**What to do**.
Locate every line below that includes the string "windshield", matching case exactly, and copy each of those lines.

**Excerpts of bounding box data**.
+ + +

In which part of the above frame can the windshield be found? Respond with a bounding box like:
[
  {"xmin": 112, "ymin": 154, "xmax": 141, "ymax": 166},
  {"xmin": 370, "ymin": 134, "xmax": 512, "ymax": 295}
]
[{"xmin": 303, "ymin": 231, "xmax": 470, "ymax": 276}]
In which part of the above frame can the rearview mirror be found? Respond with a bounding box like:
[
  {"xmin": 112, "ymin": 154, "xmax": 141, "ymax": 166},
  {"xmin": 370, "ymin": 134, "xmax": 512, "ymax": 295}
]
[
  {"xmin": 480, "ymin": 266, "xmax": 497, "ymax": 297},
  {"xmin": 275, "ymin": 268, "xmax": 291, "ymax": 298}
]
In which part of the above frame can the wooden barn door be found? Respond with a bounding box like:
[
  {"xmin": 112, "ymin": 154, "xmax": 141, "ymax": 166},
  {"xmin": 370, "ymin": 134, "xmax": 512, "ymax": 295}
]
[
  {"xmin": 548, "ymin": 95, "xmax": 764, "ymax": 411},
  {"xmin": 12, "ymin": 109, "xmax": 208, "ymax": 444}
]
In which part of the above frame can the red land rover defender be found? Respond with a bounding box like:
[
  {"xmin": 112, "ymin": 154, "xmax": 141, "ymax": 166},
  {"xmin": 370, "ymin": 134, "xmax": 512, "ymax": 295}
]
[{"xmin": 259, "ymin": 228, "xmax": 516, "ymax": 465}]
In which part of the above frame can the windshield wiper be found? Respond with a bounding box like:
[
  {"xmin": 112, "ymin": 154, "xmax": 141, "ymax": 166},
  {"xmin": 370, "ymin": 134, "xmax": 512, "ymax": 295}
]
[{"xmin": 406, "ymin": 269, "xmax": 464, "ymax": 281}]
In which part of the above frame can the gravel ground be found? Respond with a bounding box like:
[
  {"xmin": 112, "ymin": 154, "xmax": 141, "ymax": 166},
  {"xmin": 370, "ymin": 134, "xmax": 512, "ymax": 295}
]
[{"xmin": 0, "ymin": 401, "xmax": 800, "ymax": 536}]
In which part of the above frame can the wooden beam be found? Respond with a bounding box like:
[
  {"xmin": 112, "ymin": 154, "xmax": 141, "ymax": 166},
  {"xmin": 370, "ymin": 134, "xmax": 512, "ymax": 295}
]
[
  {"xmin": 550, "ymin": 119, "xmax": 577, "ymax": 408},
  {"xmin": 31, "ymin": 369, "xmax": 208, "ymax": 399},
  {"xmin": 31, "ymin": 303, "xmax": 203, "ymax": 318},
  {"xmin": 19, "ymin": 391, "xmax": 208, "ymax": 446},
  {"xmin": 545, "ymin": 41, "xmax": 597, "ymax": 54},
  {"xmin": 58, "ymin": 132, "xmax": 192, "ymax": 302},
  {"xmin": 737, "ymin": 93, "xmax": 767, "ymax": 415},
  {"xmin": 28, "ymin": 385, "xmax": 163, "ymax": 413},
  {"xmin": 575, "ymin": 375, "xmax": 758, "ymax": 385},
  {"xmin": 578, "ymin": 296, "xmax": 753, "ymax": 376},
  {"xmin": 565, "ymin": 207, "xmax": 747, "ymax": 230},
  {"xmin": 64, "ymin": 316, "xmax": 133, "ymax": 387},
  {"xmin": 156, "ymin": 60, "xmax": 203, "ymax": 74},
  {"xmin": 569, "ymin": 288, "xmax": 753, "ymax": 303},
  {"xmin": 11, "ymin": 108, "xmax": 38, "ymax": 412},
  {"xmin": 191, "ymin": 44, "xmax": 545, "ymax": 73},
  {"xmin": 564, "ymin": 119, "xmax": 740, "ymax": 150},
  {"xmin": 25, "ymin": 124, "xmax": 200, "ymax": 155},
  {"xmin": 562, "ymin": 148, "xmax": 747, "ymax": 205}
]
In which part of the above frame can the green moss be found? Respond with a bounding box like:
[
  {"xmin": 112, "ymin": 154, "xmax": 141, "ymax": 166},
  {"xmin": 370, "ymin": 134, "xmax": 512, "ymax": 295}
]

+ + +

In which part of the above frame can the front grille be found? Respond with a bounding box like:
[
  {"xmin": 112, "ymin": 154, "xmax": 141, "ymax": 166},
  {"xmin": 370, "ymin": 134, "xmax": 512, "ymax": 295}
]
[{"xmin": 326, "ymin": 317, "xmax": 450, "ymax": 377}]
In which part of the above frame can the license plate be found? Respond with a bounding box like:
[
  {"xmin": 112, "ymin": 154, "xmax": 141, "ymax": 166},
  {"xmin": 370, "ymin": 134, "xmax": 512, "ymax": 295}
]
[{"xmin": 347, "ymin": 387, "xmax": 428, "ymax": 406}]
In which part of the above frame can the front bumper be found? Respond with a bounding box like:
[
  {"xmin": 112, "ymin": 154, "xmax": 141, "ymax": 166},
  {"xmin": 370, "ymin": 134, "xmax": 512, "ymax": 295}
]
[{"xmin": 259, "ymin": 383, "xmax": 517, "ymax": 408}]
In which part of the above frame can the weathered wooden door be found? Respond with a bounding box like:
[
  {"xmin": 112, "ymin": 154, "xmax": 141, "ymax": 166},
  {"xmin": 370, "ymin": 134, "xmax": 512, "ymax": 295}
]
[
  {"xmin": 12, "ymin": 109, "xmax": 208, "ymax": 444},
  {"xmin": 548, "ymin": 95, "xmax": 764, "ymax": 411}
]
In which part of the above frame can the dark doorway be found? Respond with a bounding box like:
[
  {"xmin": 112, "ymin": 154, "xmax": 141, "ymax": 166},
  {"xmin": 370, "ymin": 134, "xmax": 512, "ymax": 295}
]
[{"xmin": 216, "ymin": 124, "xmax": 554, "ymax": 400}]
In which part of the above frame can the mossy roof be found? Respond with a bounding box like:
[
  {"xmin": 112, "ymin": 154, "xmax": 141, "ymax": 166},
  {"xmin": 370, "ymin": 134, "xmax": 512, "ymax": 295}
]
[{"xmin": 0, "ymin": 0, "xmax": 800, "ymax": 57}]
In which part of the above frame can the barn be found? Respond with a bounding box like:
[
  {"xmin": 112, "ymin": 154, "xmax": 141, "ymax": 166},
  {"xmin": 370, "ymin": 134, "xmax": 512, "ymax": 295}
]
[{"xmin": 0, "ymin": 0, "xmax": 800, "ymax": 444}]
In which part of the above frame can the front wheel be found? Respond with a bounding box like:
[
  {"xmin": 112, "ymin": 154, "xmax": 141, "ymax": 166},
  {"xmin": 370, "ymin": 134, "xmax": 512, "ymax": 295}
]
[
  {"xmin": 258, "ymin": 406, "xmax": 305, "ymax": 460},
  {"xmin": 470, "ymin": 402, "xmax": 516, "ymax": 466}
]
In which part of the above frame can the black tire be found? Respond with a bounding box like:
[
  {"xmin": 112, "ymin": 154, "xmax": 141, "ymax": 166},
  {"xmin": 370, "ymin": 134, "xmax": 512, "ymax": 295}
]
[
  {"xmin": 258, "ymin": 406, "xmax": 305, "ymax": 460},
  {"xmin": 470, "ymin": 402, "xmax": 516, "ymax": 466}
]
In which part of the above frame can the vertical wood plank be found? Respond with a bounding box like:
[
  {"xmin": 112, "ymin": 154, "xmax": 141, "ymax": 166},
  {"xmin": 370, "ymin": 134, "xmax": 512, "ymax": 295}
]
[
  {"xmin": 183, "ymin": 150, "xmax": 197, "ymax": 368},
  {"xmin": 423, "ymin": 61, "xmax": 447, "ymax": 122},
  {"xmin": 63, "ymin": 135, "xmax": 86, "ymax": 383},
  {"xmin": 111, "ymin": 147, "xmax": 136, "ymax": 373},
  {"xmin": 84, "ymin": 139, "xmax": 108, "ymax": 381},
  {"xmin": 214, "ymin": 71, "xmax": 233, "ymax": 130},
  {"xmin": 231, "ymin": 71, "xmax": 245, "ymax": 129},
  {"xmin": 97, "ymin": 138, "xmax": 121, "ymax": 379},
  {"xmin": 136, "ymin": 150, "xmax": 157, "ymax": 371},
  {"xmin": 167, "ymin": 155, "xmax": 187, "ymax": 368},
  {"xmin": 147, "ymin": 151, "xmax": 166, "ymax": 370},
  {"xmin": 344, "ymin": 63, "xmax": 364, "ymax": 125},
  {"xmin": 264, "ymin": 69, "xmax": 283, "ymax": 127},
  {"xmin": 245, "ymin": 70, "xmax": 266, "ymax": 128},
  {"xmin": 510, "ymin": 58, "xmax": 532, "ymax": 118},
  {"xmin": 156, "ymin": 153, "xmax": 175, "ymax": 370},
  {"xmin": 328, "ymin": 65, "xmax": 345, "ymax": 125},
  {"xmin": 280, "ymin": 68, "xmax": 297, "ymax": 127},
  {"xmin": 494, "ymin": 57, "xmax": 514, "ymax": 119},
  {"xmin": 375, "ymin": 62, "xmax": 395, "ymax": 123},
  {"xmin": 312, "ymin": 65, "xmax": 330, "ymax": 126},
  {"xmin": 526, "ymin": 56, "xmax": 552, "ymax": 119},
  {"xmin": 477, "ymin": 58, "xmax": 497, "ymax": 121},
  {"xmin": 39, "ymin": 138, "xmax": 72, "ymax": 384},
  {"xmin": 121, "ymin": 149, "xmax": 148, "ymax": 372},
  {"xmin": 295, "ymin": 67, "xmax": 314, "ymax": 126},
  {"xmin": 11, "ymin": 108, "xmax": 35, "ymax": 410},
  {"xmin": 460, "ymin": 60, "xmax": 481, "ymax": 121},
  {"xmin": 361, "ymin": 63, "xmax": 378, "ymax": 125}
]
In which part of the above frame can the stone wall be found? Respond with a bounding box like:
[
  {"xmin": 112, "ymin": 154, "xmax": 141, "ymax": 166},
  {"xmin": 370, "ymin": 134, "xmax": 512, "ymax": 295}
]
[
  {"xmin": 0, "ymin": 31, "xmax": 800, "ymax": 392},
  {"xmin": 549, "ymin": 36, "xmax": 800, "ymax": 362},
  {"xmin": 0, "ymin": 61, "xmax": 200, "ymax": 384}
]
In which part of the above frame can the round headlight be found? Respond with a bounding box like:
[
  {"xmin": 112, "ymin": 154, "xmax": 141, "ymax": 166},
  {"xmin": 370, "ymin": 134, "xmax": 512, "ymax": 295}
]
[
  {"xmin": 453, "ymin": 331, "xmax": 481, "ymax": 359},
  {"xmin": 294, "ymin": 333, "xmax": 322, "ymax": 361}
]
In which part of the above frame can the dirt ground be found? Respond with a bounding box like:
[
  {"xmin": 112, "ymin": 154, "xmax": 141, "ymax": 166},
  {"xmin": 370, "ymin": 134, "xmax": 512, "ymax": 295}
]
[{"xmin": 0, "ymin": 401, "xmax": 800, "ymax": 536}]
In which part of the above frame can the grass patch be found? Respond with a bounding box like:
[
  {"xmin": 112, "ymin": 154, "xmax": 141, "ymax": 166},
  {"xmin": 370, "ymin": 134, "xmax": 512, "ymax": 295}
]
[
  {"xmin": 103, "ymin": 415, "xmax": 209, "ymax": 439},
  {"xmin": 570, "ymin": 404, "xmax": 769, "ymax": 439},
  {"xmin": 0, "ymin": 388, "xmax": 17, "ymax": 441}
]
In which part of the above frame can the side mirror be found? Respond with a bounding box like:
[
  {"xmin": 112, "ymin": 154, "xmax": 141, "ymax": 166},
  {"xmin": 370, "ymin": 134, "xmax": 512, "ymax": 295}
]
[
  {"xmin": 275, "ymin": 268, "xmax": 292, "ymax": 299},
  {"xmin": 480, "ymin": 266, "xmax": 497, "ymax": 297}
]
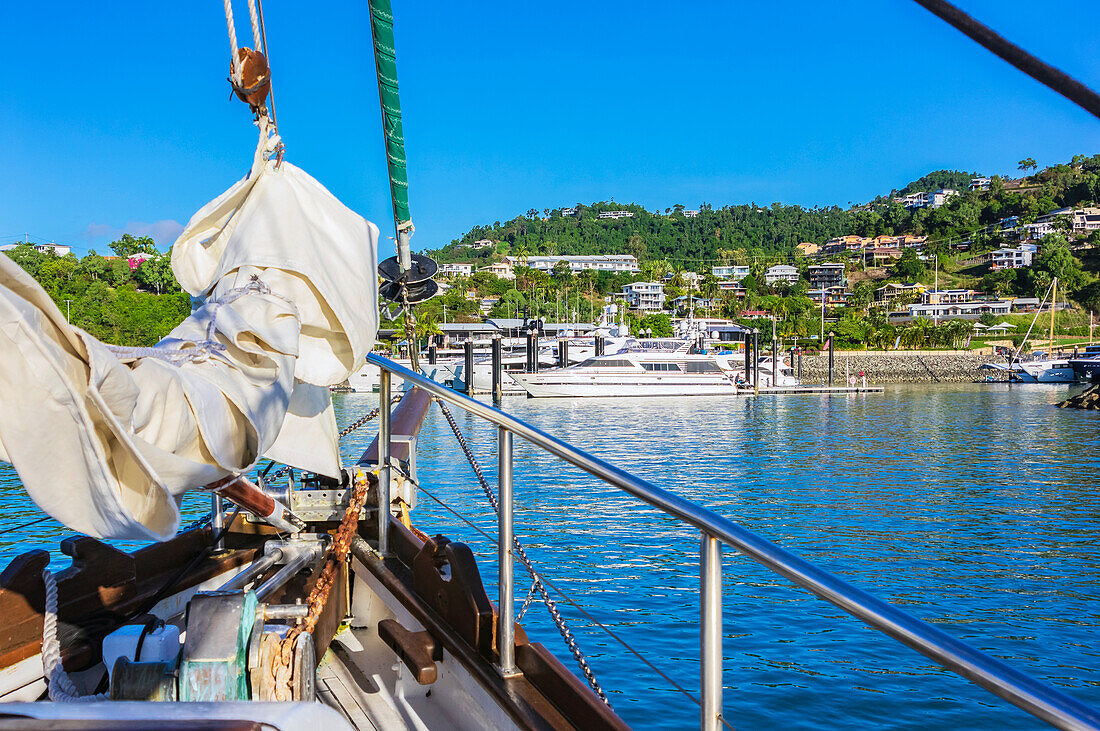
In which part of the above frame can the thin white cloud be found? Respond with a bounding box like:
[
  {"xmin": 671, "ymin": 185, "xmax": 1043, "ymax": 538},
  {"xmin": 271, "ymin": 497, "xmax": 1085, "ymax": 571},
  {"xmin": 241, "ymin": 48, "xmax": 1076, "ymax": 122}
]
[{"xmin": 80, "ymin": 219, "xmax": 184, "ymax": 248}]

+ + +

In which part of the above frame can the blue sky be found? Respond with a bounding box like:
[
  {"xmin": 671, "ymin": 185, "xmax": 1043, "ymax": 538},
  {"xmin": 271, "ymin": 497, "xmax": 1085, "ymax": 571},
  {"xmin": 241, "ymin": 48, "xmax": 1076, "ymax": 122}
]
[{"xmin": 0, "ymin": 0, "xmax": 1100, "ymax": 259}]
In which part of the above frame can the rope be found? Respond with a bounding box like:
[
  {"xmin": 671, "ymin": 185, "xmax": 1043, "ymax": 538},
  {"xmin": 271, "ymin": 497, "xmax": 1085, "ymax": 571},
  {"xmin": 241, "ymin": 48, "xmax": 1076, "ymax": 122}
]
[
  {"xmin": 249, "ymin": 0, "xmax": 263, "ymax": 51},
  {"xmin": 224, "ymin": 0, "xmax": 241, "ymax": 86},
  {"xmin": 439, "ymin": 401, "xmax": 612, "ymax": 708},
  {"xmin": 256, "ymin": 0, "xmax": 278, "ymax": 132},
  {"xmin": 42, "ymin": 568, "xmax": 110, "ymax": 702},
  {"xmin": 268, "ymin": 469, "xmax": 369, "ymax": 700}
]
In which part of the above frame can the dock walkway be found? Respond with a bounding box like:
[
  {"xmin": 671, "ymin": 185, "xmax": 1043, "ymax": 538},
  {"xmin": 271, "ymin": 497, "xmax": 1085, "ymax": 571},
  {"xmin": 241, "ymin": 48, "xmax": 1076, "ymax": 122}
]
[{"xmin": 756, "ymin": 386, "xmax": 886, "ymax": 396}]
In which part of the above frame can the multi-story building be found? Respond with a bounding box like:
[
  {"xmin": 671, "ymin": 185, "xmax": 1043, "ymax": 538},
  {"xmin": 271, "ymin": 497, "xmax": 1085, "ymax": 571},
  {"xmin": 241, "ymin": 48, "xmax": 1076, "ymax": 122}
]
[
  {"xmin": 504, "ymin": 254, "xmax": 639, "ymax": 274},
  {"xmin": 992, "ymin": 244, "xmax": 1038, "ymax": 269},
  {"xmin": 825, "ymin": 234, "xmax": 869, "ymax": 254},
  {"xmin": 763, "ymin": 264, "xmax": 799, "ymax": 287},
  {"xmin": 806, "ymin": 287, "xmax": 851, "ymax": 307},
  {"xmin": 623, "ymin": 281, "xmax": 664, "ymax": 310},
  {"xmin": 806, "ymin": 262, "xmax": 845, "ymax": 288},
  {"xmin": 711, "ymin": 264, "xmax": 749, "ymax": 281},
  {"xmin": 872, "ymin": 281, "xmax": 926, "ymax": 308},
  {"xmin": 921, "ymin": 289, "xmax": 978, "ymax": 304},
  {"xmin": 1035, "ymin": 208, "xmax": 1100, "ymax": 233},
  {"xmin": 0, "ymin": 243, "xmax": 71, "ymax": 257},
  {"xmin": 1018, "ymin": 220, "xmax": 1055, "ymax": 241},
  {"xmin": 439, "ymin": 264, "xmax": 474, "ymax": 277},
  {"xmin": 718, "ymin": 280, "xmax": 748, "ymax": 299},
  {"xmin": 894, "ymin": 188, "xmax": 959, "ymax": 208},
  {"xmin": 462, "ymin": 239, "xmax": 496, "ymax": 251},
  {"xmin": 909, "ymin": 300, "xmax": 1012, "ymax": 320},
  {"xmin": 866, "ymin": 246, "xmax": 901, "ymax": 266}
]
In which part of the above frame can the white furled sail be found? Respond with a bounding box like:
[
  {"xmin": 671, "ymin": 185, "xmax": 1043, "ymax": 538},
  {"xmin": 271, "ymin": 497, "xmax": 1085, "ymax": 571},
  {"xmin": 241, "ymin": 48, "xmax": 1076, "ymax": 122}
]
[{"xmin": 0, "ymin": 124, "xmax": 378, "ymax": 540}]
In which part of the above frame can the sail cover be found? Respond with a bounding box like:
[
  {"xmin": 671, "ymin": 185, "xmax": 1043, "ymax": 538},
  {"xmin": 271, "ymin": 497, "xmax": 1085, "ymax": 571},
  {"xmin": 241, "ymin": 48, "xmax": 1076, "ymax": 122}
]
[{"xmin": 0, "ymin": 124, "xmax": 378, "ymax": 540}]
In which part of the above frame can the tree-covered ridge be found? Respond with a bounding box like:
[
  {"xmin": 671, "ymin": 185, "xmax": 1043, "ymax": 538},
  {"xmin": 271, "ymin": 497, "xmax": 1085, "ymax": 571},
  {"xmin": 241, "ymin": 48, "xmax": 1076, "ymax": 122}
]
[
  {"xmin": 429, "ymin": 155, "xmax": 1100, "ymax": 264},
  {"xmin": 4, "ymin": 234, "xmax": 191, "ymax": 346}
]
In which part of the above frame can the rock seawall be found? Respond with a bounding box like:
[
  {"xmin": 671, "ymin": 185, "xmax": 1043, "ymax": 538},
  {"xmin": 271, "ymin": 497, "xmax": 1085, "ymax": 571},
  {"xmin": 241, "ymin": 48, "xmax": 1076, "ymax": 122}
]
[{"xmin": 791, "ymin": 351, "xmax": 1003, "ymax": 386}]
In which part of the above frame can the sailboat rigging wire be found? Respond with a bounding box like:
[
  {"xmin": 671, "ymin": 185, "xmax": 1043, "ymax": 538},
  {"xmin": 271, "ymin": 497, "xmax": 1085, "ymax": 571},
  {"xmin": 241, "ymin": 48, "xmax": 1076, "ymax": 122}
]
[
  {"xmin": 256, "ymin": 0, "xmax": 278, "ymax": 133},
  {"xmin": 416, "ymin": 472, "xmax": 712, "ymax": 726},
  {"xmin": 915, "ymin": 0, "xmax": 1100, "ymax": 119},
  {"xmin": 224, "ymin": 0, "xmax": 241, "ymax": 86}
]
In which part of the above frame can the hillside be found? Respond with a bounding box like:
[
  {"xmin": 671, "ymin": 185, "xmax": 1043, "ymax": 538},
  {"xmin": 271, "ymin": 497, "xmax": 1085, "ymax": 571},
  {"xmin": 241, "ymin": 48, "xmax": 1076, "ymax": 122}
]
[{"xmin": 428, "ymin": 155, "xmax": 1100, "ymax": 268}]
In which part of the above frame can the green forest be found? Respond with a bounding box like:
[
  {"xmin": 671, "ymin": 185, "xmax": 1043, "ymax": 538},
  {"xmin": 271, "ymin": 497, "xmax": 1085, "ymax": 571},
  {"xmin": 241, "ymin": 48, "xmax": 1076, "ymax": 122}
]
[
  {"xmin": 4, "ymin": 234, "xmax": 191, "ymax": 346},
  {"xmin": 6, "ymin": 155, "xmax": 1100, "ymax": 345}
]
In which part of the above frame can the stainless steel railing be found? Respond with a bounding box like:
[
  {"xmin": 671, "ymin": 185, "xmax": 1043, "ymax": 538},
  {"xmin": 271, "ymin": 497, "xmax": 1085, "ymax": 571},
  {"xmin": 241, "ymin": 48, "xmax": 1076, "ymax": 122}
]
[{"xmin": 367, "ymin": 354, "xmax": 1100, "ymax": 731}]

+ + +

**Answer to the exercise**.
In which part of the above frame can the windshield be found? Respond with a bounding box like:
In which part of the above frame can the windshield wiper be found? Respond with a bounding box like:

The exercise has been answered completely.